-- Start of Text excerpt --

How the School Started

The history of the school in Upper Burlington can only be understood in the context of the school system in Nova Scotia of which it was part. One of the early educational laws passed by the Nova Scotia Assembly that itself had been formed 250 years ago in 1758 was the Schoolmasters Act of 1769. It allowed no one to set up a school unless first examined by a local minister or four justices of the peace. Recall that adherence to the established Church of England was required in those days to hold most government positions. The Act also set aside 400 acres in certain districts for the support of a school.

Early schools in rural areas were rough log cabin style with benches placed facing the wall. Most early schoolmasters were men.

As early as 1807 the appointed governor of the British colony of Nova Scotia had pressed his legislative council to make provision for tax assistance for common schools (grades 1-8). This was hardly a radical notion, free schools having been a feature of the British colony of Massachusetts since 1647. The proposal came to nothing, as the members were fearful that property would be the basis for the taxation and wanted no part of it. Later governors made further intense efforts in the 1825-1832 period with the same result. There was some progress in districts such as Halifax, Annapolis Royal, and Pictou where local taxes supplemented by provincial grants supported academies, but these were anomalies. Religious divisions were another major reason for reluctance to support free schools. The Catholic-Protestant divide was one such barrier, but the Anglican predominance as well as Baptist and Presbyterian sections were just as strong in opposition to measures that might benefit another group to their own detriment.

Although the Hon. William Young’s government was in 1854 able to pass the Normal School Act, its attempt in 1856 to found a system of free schools supported by assessment foundered on the Catholic-Protestant divide and in 1857 Young’s party lost the election. The new government of Joseph Howe did not feel confident enough to introduce such a measure in spite of Howe’s strong preference to do so.

The Nova Scotia census of 1861 may have been a further prod to enact the free common schools principle to the next government elected in 1863. In a Journal of Education article of December 1939 D.C.Harvey paints the dismal picture of illiteracy. The total population that year was 330,857, or about one-third that of today. Of those 302,371 were age 5 and above. The average illiteracy rate was startling and in rural areas much worse.

-- End of Text excerpt --
-- Start of Records supplied --

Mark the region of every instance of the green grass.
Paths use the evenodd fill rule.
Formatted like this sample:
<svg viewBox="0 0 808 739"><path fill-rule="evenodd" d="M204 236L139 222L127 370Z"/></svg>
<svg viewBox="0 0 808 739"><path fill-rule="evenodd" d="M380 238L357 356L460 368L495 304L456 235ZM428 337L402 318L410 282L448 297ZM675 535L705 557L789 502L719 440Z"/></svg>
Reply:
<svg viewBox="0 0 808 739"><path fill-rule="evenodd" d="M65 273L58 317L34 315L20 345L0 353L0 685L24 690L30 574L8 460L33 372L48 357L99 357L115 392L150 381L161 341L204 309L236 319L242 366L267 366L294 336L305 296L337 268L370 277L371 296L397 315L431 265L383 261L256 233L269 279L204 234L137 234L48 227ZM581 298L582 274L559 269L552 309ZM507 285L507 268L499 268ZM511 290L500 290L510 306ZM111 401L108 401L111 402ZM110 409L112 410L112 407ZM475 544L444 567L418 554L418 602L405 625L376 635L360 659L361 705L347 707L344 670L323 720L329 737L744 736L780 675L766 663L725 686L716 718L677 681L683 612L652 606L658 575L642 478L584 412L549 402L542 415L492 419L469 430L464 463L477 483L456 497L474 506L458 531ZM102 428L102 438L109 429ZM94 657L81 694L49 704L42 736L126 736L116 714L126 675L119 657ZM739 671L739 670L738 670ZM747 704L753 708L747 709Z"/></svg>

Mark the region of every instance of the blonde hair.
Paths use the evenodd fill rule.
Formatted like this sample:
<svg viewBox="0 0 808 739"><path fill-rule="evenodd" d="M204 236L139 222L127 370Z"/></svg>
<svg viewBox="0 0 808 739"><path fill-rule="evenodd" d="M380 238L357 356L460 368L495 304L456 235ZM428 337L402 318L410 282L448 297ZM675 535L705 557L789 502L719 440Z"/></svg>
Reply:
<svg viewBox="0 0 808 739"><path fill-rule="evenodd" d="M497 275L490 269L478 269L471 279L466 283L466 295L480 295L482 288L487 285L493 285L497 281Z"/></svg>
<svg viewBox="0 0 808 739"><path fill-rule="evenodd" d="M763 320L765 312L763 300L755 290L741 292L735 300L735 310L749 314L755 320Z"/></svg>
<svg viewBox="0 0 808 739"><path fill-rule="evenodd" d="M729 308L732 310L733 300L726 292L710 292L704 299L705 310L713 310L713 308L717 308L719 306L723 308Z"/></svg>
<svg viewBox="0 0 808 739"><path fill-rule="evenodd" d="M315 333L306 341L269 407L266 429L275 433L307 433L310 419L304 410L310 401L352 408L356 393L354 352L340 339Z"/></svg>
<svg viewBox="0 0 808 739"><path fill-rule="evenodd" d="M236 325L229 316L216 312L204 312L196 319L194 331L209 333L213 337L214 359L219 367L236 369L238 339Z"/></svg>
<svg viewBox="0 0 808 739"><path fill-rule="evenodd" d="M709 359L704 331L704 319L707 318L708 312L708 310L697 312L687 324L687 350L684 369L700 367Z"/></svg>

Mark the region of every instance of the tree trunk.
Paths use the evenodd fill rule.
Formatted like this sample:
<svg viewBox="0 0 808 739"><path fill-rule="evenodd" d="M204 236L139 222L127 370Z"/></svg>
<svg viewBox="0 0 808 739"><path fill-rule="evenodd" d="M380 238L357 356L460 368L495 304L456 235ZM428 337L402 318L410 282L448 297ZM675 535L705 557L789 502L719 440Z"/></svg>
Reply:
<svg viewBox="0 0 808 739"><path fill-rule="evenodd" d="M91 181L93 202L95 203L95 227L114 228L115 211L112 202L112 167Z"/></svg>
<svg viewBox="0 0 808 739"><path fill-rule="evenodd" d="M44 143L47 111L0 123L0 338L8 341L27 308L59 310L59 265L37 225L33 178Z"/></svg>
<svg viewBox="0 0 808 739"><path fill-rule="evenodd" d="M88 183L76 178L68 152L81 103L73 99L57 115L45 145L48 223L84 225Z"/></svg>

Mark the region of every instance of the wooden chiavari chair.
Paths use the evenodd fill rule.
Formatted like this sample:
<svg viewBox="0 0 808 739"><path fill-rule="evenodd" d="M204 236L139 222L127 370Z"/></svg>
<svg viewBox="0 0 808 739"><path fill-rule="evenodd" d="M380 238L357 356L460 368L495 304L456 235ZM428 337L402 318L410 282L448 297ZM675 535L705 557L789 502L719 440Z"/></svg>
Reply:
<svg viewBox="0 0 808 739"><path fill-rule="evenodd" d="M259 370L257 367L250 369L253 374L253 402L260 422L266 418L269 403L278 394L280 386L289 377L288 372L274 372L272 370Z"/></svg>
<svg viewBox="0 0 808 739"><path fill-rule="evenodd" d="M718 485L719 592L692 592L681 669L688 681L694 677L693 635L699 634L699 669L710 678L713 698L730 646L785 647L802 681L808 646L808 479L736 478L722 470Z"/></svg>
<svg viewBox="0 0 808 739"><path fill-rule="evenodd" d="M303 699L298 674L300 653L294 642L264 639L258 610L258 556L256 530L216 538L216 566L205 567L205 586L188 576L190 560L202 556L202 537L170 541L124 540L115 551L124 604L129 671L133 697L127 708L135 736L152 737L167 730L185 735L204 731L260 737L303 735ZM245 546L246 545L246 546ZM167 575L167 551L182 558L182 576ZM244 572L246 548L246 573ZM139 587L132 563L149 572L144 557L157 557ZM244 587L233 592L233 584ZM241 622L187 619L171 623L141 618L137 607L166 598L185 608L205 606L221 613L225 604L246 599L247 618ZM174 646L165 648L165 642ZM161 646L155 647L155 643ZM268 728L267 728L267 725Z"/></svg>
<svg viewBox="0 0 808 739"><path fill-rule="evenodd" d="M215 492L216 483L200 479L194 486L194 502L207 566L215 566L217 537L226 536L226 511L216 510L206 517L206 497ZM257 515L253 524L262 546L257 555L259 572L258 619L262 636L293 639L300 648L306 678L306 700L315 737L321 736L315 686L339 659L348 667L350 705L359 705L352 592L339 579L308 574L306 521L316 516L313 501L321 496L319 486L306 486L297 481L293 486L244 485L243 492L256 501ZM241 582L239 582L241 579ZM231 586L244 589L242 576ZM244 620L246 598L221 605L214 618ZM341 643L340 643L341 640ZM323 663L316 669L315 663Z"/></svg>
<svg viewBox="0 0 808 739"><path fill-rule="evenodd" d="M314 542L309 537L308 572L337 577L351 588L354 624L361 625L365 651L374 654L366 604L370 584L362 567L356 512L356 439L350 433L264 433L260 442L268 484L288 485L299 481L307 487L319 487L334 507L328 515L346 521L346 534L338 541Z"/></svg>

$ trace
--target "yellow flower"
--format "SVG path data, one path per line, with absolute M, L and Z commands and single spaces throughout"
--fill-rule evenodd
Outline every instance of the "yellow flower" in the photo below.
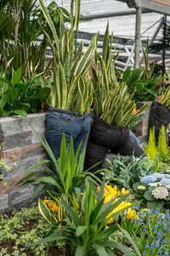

-- End of Records supplied --

● What is required
Please go on with the history of how the Upper Burlington school started, beginning right after its last sentence.

● Task result
Nova Scotia Census of 1861

Age Group

Count

Unable to Read

Unable to Write

 

 

 

 

5-15

84,965

36,430

49,333

Above 15

217,506

45,039

65,444

Total

302,471

81,469

114,877

Harvey continued  “Of the 84,965 persons between 5 and 15 only 33,652 were in more or less irregular attendance at school during the year, so that the number of illiterates was tending to increase annually with the increase in population; and yet the government hesitated to risk its fortunes on compulsory education.”

Many children received no education outside their home. The opposition leader to Tupper’s premiership, Joseph Howe, had long been an advocate of free public education, a requirement he believed if the people were to be worthy of the recent boon of responsible government achieved in 1848.

In 1863, just over one hundred years after the Planter immigration, the government in Halifax of the British colony of Nova Scotia, led by the Premier Dr Charles Tupper, introduced the Free Schools Act. Tupper was a few years later a Father of Confederation and many years later Prime Minister of Canada. The Free Schools Act established that all children could freely attend the common schools in their district and that expenses would be met by compulsory subscription. Prior to that parents paid individually by choice to a private schoolmaster, should one even have set up in a community.

Teaching itself was not a reliable occupation in most Nova Scotia localities. Typical was the arrangement in Bible Hill in the early 19th century, reported in an address by Mrs. Edith J. Archibald to the N.S. Historical Society in 1922, reprinted in the Journal of Education in 1938. Mrs. Archibald was long a leading citizen in Nova Scotia, heading the Red Cross efforts during WWI, and for many years a leader of the effort to extend the voting franchise to women in Nova Scotia.

            To add insult to injury, teachers were supposed to take what is called a "poor scholar" (a whole one, not a fraction) to every eight or ten paying scholars!  The term paying was misleading; and not infrequently for coin of the realm there was substituted grain, vegetable, or other garden truck available at the time. 
        During the winter, these scholars were required to provide the fuel.  A number had their portion sent from home; but others, not so fortunate, were compelled to gather wood along the road on their way to school in sufficient quantities to heat the schoolhouse for the day.

The Free Schools Act was finally passed in 1864. It met with bitter opposition. The government was petitioned from several counties for its repeal. Nevertheless Superintendent Theodore H. Rand began enacting its provisions setting out over 1400 school sections exclusive of the City of Halifax. Over 200 of these sections had no school building, and those buildings that did exist were too small. Textbooks were in short supply.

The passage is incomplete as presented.